Exercise passage:

I've recently begun to realize how much toxic masculinity I've been indoctrinated with since childhood. I've never been the alpha macho man type that was expected of me over time I felt like something was wrong with me. God forbid I show my emotions or be sensitive because that's being weak. At one point I was far more sensitive and less shy about expressing my feelings but over time I've learned to hid my feelings. I hate it but I just don't know how to start being sensitive and compassionate again. Has anyone been in a similar situation or find ways to start expressing themselves again?
Now I can see that's ridiculous but a part of me is still holding onto the baggage of thinking that I have to fit into gender roles. I really want to break free and just fuck it all but I'm really afraid to do that. But it's necessary because I hate it.
As much as I hate to admit it I have some fucked up views about women that I want to get rid of, I'm just not sure where to start. It's weird because intellectually I agree with feminism but emotionally I'm too hostile and judgmental towards women. I really want to start viewing women as equals and stop objecting them. Any ideas on where/how to start?
I'm happy that a place like this exists I'm nervous to be sharing all this hopefully someone can relate and point me in a good direction. I'm just tired of being so obsessed with sex it's caused a lot of damage in my life. Alright that's enough of me ranting.

Complete the following:
• 1. Set down, word for word, everything in the post on masculinity from "Now I can see" down to "because I hate it.".
• 2. In one to three sentences, explain why the writer of the post on masculinity calls their attitude toward women weird.

Entries supplied:
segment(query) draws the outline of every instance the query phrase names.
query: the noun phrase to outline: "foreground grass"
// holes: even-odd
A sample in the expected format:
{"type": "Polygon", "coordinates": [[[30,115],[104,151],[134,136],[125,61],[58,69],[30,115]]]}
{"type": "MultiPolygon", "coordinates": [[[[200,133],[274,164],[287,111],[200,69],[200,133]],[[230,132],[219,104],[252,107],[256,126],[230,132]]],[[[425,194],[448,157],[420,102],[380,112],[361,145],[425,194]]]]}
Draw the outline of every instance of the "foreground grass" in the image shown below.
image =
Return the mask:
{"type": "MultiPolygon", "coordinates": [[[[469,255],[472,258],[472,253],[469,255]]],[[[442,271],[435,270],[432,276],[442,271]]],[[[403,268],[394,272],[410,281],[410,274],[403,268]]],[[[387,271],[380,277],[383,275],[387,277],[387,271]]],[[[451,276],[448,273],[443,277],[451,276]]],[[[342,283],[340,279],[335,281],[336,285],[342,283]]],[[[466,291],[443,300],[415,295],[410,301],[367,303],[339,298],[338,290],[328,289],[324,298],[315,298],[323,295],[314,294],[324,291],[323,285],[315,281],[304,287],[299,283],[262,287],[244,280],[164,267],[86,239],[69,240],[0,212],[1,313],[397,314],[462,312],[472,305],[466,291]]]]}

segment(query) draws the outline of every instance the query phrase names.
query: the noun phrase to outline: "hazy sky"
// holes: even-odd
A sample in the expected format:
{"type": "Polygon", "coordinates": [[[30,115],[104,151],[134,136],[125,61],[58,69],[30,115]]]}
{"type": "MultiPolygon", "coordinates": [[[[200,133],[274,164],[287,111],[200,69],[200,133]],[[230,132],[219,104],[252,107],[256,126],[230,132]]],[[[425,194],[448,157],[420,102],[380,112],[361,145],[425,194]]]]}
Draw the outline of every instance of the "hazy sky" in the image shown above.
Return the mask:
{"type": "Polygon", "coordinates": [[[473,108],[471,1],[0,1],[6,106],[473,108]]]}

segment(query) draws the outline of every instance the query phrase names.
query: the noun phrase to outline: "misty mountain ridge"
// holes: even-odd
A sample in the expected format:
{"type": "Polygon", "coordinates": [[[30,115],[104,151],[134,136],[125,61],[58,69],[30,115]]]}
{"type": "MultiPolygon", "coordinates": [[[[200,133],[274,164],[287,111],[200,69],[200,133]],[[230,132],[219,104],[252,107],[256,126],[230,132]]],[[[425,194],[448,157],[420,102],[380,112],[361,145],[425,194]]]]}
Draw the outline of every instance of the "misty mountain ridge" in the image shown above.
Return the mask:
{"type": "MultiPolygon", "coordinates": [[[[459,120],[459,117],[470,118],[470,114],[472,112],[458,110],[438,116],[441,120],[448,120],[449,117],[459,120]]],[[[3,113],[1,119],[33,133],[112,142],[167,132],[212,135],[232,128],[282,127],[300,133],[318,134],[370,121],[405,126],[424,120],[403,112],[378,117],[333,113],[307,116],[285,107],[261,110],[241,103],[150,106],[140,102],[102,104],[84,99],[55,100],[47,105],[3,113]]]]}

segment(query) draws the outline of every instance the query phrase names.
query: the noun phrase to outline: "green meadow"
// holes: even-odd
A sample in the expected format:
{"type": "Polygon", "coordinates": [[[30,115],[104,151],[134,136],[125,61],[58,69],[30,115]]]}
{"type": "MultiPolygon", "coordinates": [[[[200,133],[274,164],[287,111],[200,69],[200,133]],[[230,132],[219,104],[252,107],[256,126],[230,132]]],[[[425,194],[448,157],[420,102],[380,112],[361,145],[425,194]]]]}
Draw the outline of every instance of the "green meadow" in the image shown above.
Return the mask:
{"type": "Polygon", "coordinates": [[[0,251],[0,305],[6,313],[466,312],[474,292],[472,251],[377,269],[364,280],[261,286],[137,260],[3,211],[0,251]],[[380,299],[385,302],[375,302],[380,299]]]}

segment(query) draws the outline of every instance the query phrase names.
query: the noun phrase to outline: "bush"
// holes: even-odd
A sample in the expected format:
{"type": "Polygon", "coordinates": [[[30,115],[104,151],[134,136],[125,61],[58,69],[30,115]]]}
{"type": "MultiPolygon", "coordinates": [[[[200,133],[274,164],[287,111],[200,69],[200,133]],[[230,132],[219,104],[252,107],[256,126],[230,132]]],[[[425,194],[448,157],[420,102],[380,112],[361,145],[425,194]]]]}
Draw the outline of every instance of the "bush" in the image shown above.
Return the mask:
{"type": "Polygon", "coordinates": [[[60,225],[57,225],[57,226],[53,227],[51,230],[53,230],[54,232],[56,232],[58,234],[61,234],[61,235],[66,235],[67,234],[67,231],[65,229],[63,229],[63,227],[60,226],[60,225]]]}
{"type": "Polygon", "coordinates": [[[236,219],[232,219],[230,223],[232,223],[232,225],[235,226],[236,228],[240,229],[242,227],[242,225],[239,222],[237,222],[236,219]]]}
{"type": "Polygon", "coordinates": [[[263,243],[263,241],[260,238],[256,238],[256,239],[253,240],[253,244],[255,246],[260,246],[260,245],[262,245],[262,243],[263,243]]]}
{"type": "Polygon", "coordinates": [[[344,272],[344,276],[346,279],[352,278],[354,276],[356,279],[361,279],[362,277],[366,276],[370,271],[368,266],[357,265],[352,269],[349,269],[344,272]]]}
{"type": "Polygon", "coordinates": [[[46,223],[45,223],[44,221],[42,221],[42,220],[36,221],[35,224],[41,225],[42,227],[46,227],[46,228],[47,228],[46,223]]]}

Answers for each item:
• 1.
Now I can see that's ridiculous but a part of me is still holding onto the baggage of thinking that I have to fit into gender roles. I really want to break free and just fuck it all but I'm really afraid to do that. But it's necessary because I hate it.

• 2. The writer calls it weird because they agree with feminism intellectually, yet emotionally they are too hostile and judgmental toward women.